> **EXTRACTED MATERIAL**:
····················

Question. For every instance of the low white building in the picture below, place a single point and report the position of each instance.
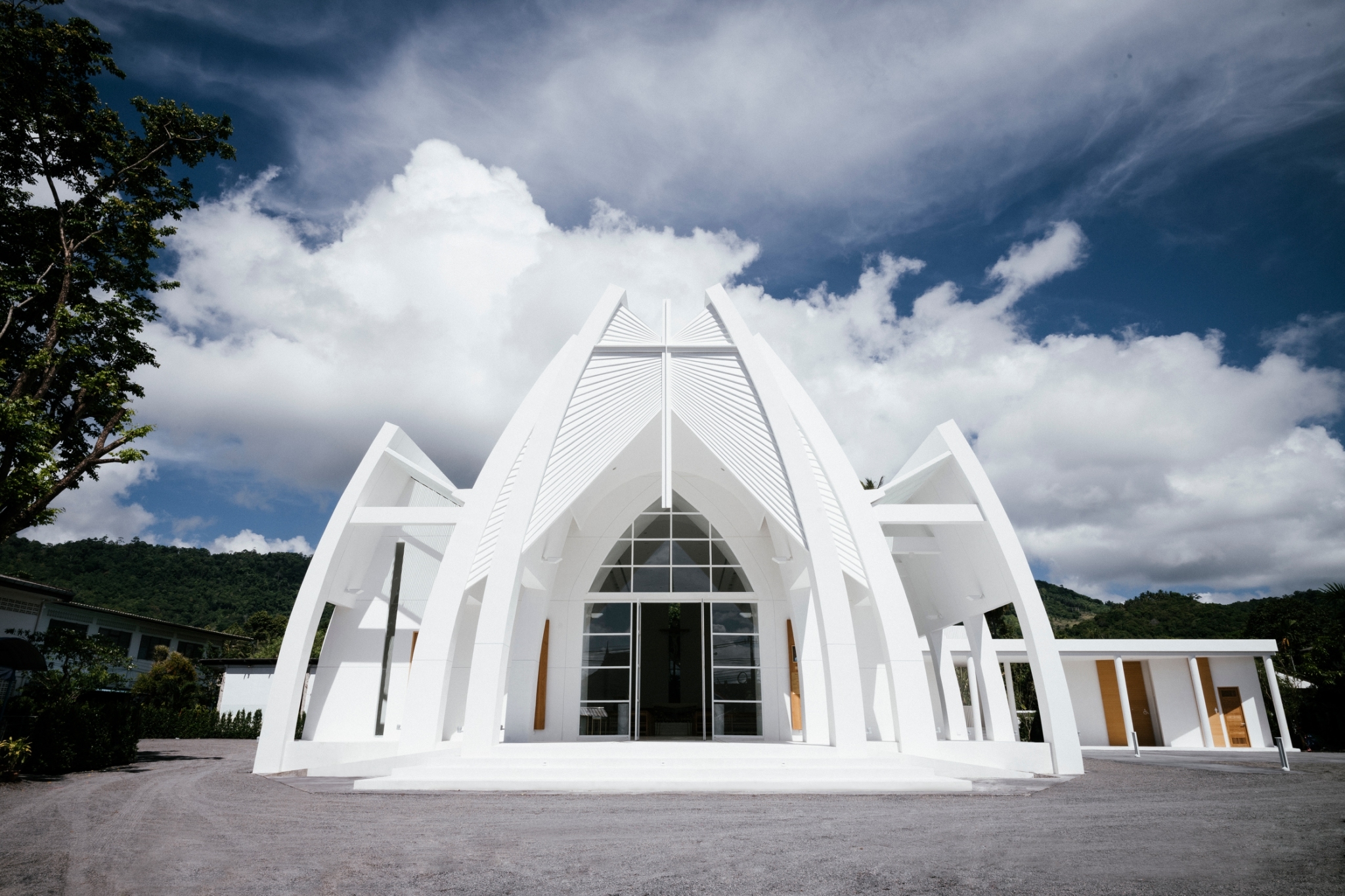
(1168, 694)
(667, 576)
(245, 683)
(30, 606)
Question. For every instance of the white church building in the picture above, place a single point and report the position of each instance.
(667, 576)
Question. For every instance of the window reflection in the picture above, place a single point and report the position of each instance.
(674, 551)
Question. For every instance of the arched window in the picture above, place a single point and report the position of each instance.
(670, 551)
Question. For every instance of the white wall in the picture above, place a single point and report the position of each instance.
(1086, 696)
(1176, 703)
(245, 688)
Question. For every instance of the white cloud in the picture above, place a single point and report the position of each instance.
(95, 509)
(873, 116)
(249, 540)
(1126, 461)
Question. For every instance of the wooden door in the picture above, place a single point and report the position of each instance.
(1231, 700)
(1111, 703)
(1207, 685)
(1139, 703)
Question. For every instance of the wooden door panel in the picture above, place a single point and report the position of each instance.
(1231, 702)
(1139, 711)
(1111, 703)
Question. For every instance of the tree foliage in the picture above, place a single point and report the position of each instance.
(170, 684)
(81, 202)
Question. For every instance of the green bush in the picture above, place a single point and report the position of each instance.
(198, 721)
(95, 731)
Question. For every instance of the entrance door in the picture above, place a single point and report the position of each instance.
(1231, 699)
(670, 672)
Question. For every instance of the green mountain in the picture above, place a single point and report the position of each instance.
(1165, 614)
(190, 586)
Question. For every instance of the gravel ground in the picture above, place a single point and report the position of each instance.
(190, 819)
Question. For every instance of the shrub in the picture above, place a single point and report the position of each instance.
(198, 721)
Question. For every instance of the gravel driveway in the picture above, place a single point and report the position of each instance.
(191, 819)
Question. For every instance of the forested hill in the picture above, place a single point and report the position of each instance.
(188, 586)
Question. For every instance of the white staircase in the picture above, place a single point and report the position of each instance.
(678, 766)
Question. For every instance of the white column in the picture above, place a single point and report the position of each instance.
(1013, 700)
(974, 692)
(1201, 708)
(1281, 720)
(994, 703)
(1125, 699)
(946, 680)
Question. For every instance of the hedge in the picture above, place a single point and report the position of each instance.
(200, 721)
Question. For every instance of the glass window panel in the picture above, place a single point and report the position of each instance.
(607, 651)
(690, 580)
(738, 684)
(651, 554)
(612, 580)
(736, 651)
(721, 557)
(738, 719)
(734, 618)
(606, 719)
(619, 555)
(606, 684)
(692, 526)
(692, 554)
(730, 580)
(147, 647)
(651, 580)
(607, 618)
(120, 639)
(653, 527)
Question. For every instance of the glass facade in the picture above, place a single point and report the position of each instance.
(606, 673)
(666, 553)
(736, 670)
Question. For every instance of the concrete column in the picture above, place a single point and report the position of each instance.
(1013, 700)
(975, 699)
(1125, 699)
(1201, 707)
(1281, 720)
(994, 704)
(946, 681)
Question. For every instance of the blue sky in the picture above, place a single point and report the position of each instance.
(1197, 150)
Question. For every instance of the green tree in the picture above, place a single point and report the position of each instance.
(77, 714)
(81, 199)
(170, 684)
(76, 666)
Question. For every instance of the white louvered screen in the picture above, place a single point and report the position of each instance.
(713, 396)
(491, 534)
(613, 400)
(835, 519)
(704, 331)
(627, 330)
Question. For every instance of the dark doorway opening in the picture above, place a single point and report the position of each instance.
(671, 672)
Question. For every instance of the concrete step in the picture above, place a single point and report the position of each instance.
(651, 775)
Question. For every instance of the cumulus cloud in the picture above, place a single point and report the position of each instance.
(97, 508)
(249, 540)
(1126, 461)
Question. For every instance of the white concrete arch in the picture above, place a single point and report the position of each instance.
(622, 418)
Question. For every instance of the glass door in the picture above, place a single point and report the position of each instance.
(670, 672)
(606, 673)
(735, 653)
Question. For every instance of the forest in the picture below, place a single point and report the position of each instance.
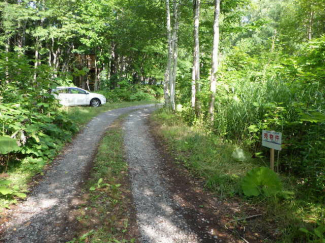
(226, 68)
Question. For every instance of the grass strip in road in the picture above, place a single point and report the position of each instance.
(105, 212)
(24, 175)
(81, 115)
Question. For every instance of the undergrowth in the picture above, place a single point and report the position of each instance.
(211, 158)
(23, 168)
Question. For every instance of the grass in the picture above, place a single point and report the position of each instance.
(210, 158)
(22, 173)
(205, 155)
(105, 214)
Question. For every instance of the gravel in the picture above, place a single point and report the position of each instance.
(157, 215)
(43, 217)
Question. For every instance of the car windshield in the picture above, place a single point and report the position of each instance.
(77, 91)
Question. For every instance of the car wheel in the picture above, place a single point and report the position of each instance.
(95, 102)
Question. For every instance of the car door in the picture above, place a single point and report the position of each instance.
(78, 96)
(63, 96)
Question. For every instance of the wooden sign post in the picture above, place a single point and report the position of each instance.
(272, 140)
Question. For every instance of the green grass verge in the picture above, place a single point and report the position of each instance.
(205, 155)
(22, 173)
(104, 216)
(208, 157)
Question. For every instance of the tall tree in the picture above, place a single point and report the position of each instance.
(169, 55)
(172, 80)
(215, 61)
(196, 51)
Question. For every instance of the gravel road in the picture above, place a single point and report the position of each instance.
(159, 217)
(43, 216)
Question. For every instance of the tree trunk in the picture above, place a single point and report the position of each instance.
(36, 56)
(215, 53)
(7, 60)
(96, 75)
(175, 56)
(169, 57)
(310, 24)
(196, 51)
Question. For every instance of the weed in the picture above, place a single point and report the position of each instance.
(105, 215)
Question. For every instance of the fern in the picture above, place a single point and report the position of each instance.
(261, 180)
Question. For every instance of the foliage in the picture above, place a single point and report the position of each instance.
(317, 234)
(8, 145)
(261, 180)
(108, 200)
(129, 92)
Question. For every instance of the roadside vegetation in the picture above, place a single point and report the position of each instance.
(250, 65)
(39, 129)
(291, 213)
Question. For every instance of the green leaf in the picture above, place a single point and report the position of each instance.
(304, 230)
(8, 145)
(20, 194)
(253, 128)
(5, 190)
(261, 180)
(5, 182)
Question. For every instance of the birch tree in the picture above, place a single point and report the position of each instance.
(172, 80)
(196, 51)
(169, 56)
(171, 68)
(215, 61)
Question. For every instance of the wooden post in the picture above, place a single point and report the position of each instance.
(272, 159)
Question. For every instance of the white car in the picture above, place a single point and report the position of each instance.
(71, 96)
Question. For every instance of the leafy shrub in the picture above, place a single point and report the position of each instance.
(261, 181)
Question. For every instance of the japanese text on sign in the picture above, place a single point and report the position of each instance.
(271, 139)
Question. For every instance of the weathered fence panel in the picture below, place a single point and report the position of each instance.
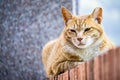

····················

Which lines in the entries above contain the string "shrub"? Return each of those lines in full.

Question. For every instance of the shrub in the picture above, place a single point and report the position of each instance.
Question. For every instance of the leafy shrub in the picture above, place a single point and report the position of each instance.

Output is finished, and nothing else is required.